### Recorded data

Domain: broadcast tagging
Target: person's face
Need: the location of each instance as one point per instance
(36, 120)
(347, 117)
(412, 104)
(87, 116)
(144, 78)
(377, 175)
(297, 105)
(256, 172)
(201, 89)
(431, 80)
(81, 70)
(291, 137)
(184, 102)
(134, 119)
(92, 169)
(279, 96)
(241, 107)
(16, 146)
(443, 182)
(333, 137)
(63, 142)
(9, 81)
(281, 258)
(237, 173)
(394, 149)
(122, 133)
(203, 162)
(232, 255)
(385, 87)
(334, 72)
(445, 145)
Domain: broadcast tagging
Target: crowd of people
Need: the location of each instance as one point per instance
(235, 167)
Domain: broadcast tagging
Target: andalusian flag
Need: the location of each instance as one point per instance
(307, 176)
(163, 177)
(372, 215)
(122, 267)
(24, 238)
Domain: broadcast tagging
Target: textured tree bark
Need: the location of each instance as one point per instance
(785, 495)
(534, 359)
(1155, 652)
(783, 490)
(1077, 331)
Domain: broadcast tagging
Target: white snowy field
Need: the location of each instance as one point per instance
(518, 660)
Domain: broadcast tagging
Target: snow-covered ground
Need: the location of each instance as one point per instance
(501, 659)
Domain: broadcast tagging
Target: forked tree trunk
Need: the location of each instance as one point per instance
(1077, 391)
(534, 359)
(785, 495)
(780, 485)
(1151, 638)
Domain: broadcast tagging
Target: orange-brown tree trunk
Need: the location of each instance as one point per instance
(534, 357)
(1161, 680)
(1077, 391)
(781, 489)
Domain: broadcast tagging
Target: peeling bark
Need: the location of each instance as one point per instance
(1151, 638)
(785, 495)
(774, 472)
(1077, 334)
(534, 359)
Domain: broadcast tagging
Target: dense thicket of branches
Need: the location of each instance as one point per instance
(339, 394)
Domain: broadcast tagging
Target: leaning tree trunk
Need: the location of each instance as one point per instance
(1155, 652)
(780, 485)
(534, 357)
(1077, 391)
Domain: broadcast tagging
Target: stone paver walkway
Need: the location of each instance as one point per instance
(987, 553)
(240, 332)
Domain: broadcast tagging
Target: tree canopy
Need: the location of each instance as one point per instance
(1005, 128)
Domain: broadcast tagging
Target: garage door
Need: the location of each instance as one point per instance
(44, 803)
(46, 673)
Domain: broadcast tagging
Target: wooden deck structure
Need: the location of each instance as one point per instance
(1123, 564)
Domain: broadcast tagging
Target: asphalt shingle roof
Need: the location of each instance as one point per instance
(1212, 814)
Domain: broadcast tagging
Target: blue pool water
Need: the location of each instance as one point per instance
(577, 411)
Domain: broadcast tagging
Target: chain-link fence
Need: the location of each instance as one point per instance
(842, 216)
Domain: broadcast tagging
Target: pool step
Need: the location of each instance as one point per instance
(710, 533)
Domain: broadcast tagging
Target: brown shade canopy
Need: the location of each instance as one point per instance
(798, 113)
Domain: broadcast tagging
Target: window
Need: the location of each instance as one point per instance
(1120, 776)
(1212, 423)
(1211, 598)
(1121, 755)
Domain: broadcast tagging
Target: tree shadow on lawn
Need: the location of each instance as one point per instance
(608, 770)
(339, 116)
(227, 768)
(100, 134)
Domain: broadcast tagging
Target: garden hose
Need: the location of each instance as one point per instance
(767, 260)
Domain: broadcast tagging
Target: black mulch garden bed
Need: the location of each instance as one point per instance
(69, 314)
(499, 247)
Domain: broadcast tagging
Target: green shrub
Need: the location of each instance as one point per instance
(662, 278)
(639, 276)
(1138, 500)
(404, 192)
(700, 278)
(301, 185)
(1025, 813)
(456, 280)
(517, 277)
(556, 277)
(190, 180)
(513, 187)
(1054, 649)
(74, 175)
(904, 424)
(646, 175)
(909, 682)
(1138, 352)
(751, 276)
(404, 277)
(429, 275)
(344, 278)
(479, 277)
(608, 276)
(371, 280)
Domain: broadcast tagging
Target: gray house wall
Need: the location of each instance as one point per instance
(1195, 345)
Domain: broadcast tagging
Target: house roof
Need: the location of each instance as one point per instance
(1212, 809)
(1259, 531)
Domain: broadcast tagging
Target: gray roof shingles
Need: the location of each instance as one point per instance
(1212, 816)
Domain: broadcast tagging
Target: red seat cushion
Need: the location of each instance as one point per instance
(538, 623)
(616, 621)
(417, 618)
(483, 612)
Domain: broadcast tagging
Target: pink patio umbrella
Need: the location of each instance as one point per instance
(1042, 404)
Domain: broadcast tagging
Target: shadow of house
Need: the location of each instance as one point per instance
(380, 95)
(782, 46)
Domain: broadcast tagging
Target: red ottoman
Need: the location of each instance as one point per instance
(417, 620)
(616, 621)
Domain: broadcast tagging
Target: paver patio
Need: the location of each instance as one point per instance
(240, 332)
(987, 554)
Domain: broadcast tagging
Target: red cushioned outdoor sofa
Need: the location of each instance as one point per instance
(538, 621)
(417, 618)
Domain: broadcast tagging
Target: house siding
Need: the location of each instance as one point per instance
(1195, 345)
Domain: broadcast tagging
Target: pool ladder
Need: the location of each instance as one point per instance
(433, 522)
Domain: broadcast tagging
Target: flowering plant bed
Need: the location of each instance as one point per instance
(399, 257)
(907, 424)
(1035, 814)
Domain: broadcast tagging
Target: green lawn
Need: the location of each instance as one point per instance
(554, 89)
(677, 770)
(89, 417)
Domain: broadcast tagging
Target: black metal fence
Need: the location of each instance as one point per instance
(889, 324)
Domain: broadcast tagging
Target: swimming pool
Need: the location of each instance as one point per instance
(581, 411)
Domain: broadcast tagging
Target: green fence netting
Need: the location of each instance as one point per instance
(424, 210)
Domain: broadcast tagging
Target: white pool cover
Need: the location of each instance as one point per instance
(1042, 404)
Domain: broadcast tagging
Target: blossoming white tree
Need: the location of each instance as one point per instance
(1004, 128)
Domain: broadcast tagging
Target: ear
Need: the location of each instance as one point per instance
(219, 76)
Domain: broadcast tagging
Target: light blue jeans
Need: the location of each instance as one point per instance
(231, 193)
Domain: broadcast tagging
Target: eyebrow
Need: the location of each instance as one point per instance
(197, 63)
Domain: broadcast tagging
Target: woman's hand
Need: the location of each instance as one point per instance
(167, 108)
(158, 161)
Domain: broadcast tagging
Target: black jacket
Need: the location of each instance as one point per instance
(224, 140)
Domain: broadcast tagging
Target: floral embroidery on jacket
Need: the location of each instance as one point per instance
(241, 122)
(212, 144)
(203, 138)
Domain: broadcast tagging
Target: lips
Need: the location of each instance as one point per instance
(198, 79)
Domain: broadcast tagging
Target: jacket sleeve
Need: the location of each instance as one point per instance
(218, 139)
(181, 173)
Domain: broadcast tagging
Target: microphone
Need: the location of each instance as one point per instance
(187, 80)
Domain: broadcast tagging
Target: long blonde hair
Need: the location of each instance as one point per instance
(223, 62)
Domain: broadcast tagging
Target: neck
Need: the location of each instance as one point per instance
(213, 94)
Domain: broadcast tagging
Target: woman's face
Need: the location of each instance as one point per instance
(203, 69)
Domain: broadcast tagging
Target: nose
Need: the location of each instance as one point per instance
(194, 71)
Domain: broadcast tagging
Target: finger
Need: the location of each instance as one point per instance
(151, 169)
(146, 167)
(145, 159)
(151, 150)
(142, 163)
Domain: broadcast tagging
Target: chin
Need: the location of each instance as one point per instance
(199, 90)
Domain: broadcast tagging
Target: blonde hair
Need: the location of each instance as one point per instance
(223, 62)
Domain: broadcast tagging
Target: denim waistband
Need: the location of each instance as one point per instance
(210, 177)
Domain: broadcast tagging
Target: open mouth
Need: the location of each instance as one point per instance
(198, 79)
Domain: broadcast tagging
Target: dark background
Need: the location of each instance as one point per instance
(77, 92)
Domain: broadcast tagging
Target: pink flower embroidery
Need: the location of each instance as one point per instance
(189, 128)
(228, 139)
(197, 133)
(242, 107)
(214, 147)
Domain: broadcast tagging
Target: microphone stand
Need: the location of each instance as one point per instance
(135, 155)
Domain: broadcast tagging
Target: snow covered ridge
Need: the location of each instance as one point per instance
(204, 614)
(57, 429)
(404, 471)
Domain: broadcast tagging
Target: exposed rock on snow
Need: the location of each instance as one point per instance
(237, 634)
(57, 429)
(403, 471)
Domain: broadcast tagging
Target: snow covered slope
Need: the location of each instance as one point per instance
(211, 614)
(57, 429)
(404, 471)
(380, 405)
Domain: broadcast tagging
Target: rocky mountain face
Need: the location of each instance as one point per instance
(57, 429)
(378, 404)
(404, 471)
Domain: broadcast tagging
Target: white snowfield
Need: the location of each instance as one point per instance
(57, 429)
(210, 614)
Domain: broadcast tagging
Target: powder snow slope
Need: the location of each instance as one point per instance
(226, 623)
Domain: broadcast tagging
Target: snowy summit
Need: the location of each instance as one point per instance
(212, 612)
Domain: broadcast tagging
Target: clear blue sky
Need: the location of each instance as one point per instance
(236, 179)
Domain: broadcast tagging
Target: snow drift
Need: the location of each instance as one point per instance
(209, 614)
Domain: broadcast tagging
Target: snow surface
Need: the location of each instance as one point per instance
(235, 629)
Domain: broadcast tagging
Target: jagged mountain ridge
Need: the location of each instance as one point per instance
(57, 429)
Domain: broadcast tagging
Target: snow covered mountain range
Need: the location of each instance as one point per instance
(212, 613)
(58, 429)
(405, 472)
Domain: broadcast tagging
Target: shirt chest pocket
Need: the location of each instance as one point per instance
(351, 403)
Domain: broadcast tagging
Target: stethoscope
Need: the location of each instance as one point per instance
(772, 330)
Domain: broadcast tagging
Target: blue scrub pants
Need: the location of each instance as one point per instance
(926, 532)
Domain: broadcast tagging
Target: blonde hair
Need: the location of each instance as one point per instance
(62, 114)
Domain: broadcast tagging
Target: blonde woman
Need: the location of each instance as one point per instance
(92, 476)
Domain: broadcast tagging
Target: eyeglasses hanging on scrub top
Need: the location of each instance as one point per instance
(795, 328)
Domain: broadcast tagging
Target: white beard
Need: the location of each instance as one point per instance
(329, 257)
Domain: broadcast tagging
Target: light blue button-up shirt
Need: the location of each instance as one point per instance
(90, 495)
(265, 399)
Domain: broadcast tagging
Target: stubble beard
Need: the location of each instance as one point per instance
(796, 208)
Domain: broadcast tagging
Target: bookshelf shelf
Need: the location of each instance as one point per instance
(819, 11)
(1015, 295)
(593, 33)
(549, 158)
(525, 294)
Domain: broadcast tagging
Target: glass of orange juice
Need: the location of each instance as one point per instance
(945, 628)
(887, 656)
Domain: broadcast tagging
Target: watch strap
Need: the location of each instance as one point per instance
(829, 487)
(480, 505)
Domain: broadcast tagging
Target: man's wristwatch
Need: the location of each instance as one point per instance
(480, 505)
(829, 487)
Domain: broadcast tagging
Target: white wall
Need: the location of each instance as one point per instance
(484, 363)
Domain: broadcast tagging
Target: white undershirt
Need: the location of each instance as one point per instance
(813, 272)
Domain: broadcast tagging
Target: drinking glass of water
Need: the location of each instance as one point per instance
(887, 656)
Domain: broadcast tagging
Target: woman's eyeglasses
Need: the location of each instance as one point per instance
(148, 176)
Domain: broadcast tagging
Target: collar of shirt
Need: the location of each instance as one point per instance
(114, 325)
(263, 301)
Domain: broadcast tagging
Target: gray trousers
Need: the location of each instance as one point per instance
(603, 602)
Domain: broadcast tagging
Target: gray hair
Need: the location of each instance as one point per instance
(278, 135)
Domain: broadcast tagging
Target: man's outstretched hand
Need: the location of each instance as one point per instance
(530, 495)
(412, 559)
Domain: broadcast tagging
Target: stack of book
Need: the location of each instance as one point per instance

### TASK DIRECTIONS
Write down every line of the data above that includes the string "hair".

### SOLUTION TO THE EXERCISE
Target: long blonde hair
Target: blonde hair
Target: blonde hair
Target: gray hair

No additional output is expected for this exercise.